SOURCE DATA:
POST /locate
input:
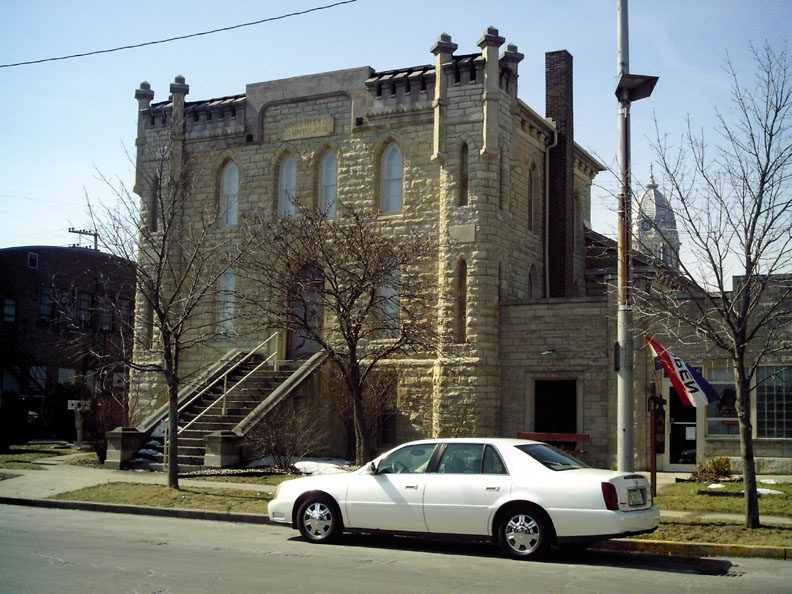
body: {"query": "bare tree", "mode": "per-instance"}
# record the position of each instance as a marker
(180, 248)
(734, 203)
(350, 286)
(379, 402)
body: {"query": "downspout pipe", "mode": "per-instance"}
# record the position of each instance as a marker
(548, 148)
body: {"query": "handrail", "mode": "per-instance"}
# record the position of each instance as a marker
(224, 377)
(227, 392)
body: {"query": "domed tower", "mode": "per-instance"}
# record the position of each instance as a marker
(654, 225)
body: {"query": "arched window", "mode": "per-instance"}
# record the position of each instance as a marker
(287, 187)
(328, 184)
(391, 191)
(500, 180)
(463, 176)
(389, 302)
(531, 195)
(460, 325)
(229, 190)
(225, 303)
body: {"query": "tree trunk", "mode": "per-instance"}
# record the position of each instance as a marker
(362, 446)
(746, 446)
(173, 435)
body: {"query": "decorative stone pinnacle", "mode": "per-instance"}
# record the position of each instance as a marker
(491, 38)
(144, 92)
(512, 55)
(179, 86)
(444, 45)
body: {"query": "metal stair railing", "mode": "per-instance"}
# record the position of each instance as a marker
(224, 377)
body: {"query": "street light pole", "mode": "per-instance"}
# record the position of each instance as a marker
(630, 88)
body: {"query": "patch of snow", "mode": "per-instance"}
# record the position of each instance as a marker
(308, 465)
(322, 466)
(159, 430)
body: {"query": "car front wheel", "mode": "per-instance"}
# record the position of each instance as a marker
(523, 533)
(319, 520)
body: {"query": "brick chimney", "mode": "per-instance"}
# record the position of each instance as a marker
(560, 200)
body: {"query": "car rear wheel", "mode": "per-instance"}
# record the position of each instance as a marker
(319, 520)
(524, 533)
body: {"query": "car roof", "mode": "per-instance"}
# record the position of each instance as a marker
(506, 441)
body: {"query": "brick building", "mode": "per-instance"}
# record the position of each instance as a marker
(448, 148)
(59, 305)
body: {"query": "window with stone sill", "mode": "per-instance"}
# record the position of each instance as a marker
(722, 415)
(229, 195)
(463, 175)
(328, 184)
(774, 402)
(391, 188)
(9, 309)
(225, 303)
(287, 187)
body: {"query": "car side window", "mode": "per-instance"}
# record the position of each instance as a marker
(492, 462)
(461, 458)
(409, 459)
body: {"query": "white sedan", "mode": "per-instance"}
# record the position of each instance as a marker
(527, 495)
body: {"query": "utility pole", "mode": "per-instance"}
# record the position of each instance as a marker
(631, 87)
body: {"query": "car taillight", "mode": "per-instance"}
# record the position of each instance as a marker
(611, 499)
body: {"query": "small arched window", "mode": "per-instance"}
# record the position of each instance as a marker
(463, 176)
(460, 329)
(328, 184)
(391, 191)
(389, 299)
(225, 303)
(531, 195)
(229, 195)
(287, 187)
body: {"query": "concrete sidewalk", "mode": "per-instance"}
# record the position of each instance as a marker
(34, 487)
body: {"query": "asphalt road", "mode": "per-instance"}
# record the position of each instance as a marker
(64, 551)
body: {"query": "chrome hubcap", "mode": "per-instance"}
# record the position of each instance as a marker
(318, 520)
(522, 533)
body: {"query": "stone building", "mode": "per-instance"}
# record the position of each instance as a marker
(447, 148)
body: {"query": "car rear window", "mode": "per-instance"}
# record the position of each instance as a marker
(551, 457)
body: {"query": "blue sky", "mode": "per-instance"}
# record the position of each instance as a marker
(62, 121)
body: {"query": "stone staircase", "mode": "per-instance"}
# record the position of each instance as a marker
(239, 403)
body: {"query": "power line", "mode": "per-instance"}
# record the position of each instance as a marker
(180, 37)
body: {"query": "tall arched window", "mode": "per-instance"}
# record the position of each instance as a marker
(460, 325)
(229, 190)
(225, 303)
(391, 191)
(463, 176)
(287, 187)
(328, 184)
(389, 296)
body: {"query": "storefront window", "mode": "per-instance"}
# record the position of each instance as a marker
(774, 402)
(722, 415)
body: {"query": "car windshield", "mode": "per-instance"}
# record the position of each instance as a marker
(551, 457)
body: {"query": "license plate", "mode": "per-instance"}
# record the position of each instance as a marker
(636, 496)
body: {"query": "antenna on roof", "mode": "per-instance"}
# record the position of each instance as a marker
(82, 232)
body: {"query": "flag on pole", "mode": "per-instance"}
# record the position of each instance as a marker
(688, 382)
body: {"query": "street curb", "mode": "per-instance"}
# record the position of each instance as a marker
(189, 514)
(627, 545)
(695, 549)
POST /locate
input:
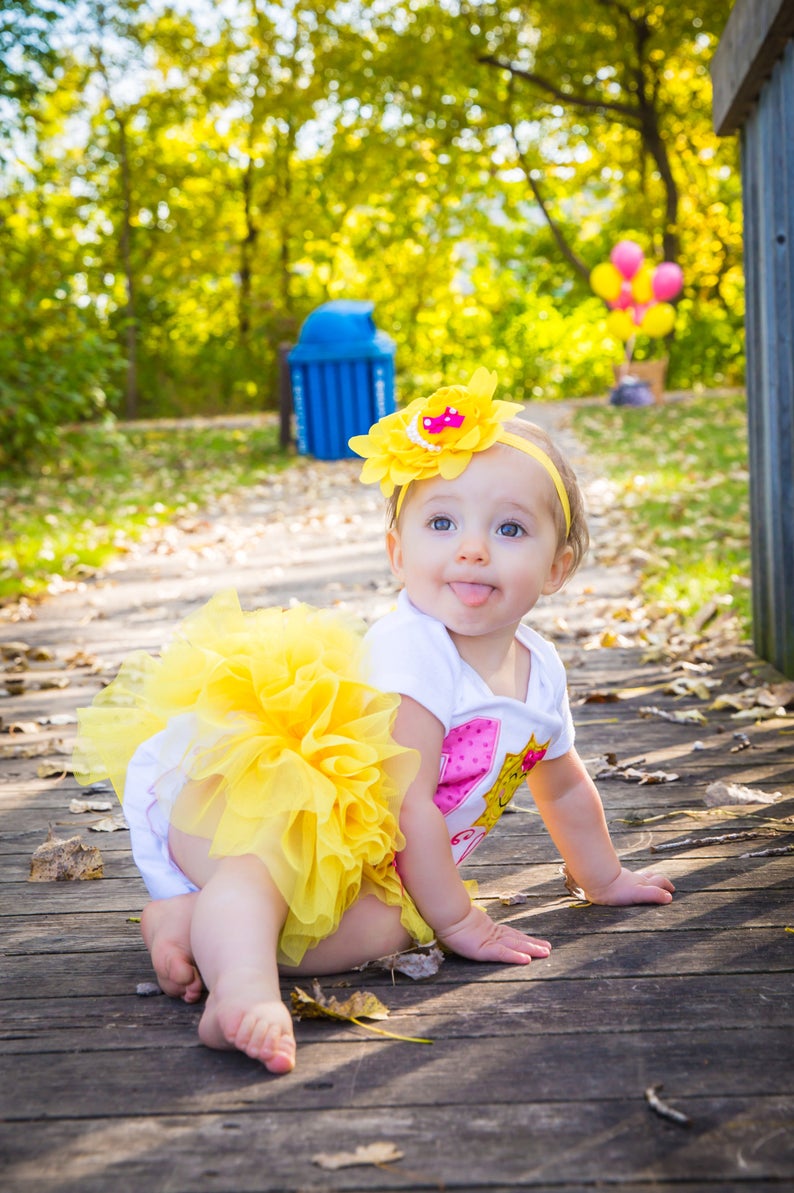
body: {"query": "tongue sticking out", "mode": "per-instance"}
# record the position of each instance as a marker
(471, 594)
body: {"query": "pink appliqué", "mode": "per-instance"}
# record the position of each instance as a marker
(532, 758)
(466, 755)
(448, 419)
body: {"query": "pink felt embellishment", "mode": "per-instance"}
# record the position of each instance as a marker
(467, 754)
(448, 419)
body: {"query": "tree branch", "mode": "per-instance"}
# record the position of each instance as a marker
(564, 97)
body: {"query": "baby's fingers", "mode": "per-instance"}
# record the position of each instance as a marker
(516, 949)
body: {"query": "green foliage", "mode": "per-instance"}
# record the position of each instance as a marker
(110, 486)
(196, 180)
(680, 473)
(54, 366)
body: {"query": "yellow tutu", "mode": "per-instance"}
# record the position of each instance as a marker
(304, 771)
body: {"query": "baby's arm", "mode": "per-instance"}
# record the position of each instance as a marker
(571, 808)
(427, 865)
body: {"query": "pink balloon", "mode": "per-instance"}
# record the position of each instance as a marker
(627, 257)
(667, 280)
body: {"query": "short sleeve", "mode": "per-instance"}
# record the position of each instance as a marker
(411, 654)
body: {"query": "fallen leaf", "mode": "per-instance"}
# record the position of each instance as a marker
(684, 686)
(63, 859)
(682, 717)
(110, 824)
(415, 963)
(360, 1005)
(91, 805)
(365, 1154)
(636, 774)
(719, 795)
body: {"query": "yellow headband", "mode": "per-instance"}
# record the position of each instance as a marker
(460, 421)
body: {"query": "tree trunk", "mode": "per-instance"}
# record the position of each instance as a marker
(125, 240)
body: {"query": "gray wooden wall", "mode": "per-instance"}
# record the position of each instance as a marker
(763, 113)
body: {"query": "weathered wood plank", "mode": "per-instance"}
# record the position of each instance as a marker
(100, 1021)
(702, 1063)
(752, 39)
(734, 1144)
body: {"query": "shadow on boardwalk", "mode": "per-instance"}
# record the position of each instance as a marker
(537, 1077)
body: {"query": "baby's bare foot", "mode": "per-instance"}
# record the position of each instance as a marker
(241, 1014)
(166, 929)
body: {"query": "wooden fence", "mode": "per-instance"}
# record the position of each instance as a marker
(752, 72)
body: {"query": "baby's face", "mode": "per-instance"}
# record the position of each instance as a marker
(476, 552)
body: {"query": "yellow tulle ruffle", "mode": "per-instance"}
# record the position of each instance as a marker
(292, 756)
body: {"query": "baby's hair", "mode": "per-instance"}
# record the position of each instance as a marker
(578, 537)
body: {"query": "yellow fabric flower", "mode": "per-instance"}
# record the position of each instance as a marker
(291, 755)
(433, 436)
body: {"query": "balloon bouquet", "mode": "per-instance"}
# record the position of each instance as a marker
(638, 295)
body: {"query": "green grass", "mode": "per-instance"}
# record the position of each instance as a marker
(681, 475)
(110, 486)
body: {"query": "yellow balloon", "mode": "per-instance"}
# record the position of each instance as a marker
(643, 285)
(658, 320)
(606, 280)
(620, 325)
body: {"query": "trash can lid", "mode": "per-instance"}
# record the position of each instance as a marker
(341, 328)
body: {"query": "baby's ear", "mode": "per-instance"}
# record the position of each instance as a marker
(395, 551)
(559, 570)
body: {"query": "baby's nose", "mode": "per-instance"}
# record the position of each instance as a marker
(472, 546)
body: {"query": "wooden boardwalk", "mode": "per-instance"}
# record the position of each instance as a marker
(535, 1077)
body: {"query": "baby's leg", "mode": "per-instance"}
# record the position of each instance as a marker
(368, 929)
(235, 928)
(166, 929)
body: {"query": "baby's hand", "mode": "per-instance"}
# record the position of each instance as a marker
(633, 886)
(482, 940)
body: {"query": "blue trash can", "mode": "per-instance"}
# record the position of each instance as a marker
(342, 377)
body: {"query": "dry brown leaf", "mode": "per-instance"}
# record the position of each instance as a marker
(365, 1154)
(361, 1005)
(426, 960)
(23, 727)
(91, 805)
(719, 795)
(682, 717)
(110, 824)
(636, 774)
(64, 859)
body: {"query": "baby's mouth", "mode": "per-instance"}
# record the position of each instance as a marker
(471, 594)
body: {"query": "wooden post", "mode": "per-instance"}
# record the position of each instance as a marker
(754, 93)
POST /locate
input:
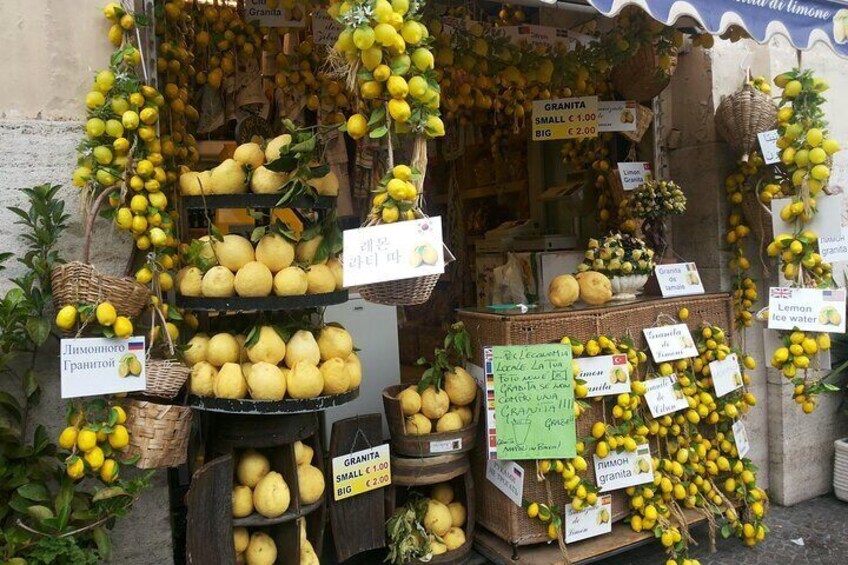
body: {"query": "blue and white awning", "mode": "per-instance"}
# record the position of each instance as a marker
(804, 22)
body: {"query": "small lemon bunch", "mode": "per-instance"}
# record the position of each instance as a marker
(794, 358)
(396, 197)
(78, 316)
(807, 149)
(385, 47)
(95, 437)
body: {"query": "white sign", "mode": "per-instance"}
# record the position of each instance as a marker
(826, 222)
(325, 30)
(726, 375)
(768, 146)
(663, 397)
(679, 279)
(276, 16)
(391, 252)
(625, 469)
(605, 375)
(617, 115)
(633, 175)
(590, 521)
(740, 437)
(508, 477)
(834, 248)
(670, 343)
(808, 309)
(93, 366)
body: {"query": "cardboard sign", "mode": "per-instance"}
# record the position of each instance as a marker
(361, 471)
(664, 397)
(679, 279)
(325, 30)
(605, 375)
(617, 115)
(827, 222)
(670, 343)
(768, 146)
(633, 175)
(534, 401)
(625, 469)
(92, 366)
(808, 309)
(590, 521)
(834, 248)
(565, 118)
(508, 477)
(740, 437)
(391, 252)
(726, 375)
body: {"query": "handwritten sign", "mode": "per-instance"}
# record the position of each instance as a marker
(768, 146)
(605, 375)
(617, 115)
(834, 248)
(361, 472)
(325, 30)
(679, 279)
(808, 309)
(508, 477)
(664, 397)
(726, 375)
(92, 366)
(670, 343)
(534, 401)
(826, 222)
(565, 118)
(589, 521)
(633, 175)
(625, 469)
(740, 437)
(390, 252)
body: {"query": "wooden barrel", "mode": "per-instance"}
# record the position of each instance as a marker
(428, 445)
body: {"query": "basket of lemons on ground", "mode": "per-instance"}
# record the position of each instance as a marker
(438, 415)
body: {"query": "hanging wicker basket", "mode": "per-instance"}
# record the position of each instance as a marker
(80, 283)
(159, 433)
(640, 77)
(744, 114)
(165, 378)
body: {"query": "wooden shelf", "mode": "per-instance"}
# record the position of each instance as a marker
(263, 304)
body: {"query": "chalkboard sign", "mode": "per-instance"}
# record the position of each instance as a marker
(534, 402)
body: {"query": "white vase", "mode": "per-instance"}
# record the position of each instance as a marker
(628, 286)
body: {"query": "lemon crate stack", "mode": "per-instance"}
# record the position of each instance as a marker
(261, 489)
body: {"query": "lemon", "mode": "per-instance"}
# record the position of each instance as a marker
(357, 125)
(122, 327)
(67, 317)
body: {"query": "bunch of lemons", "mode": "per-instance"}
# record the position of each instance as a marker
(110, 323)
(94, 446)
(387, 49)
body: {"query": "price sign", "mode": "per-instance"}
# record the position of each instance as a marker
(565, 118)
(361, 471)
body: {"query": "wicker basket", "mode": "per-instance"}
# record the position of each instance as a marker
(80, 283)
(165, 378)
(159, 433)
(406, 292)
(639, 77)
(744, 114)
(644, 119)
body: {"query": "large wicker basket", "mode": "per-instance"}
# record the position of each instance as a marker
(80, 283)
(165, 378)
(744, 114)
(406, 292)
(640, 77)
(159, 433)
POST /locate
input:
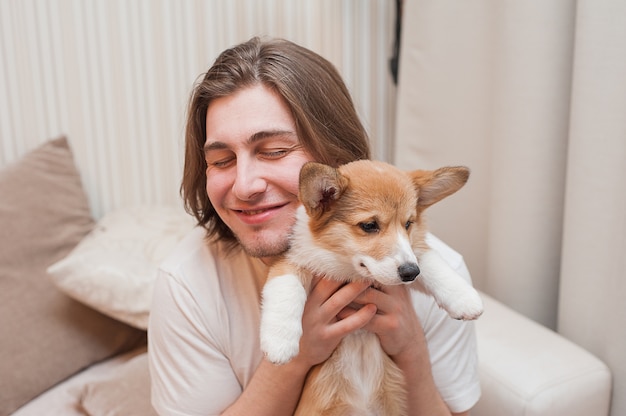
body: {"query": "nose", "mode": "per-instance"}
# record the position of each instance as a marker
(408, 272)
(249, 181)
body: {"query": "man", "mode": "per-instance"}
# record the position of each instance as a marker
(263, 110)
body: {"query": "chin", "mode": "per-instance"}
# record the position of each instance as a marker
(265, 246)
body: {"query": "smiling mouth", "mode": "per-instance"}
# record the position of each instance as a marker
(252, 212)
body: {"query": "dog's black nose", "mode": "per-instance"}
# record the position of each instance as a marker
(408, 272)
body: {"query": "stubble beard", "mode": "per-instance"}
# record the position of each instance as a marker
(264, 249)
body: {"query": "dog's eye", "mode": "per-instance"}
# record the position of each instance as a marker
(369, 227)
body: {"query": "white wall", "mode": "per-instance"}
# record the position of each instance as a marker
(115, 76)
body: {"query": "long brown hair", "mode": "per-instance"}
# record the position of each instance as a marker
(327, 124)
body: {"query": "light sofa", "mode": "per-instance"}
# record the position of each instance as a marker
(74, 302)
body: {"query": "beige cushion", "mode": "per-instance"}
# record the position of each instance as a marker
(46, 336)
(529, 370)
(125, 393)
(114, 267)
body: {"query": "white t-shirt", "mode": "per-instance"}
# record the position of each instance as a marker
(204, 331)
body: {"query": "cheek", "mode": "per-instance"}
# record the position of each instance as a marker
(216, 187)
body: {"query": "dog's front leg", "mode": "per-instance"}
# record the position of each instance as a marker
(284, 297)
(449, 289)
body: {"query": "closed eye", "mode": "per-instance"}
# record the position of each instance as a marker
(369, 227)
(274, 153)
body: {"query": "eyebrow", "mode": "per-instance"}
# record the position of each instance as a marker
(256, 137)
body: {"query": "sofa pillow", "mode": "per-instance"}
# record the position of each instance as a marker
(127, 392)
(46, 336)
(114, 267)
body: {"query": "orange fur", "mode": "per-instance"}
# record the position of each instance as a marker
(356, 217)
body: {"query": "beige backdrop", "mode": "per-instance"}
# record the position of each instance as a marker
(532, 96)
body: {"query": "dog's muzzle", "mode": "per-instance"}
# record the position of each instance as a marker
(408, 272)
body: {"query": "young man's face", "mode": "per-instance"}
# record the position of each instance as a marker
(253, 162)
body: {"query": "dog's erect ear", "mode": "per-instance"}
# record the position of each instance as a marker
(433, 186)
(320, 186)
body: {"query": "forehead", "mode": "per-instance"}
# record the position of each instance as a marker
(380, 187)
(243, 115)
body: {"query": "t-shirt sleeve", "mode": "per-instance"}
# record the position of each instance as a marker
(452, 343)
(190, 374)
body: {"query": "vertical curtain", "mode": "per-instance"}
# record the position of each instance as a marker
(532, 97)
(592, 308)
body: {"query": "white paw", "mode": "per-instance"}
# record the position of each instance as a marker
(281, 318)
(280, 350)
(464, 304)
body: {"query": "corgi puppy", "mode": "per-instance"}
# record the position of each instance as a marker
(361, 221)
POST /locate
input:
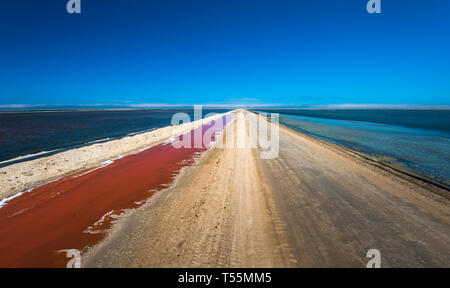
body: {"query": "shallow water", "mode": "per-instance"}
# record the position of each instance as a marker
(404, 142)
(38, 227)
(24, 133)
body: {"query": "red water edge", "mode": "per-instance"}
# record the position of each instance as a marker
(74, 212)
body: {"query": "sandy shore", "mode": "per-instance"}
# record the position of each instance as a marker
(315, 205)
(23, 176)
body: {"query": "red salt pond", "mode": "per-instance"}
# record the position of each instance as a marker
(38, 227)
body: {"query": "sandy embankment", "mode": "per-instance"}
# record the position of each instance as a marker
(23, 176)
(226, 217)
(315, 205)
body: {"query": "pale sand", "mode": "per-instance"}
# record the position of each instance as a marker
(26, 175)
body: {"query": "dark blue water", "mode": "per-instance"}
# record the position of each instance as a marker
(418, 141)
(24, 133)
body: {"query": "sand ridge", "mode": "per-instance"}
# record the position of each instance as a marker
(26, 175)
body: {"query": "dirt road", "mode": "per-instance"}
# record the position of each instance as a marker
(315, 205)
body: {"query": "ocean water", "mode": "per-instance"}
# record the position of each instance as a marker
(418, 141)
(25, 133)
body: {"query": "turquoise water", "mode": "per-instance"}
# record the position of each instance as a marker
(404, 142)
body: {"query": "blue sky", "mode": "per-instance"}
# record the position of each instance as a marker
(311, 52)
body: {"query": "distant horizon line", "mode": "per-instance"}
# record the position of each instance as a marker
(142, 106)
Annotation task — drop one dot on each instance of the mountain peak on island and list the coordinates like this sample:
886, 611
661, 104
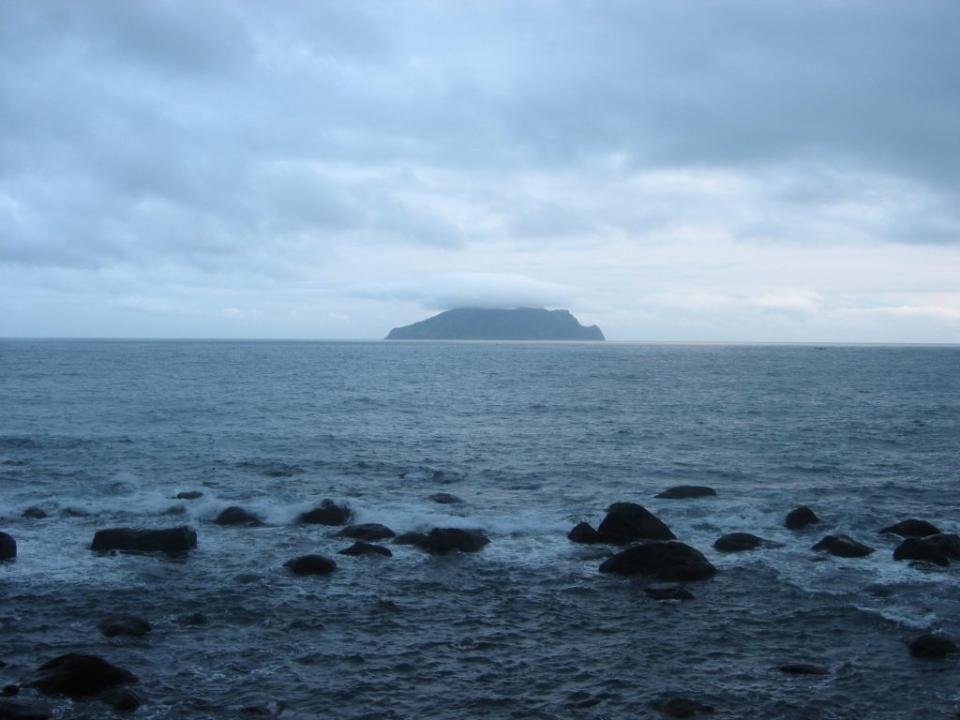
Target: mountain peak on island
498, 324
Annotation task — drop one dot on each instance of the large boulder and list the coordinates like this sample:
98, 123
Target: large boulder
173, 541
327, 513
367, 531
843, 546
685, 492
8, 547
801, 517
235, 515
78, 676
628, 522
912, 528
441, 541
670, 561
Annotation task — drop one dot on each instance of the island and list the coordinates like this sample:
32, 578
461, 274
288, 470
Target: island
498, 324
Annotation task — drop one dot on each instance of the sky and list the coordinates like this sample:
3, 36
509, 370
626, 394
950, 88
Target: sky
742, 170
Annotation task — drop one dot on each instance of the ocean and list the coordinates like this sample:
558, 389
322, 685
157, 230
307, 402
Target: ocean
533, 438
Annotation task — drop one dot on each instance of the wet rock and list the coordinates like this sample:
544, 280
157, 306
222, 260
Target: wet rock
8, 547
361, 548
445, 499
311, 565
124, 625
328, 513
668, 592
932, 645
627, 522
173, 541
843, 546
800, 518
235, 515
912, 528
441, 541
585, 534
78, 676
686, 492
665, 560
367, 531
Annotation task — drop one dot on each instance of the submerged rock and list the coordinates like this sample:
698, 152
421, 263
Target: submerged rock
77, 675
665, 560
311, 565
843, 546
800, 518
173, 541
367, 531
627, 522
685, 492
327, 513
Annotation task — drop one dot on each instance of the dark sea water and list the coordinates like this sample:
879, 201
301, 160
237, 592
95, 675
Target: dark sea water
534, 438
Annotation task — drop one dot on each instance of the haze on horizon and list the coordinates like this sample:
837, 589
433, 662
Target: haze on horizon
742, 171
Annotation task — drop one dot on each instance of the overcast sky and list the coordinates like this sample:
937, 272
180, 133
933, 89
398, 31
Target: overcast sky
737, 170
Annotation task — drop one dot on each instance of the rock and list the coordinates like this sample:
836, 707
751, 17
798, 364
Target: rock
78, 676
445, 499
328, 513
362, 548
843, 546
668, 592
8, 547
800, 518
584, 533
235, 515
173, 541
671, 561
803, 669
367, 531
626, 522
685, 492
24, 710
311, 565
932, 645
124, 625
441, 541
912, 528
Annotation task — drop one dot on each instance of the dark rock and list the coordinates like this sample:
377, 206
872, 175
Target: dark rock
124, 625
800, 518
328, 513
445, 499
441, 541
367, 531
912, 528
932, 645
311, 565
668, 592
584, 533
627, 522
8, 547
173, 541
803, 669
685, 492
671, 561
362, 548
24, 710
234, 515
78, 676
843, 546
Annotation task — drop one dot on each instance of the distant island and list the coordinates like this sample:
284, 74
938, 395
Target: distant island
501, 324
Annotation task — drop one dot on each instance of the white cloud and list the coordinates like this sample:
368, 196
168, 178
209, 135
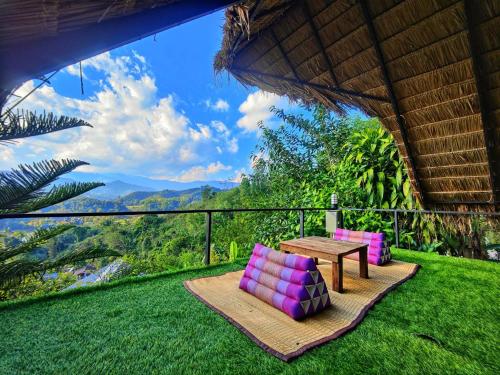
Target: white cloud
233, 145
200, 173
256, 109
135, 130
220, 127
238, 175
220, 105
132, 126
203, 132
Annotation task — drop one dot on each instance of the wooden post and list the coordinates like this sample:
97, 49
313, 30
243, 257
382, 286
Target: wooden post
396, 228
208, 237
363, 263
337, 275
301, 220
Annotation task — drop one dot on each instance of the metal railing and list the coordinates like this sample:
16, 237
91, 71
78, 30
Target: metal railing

STATED EXERCISE: Everything from the line containing "of the distant" through the last line of the entries must be repeated verbatim, except pictures.

COMPLETE OUTPUT:
Annotation task — drop one dot on each instance of the distant island and list the coordinates like this sample:
284, 74
938, 395
Target: distant island
501, 324
Annotation task — drop one dot on each instance of the white cloud and list the coordinates like this sample:
368, 196
168, 178
209, 135
Target: white cloud
233, 145
200, 173
256, 109
135, 130
220, 127
238, 175
220, 105
132, 126
203, 132
Annotation task — drop one dot on each instance of the wooden post and list the coordinates like this sample:
97, 49
313, 30
243, 257
382, 286
Target: wooden post
396, 228
208, 237
363, 263
337, 275
301, 220
Annotation task — drop one dot on each instance of the metal railing and list the coordinates like this sample:
16, 237
91, 71
78, 30
Target: metal railing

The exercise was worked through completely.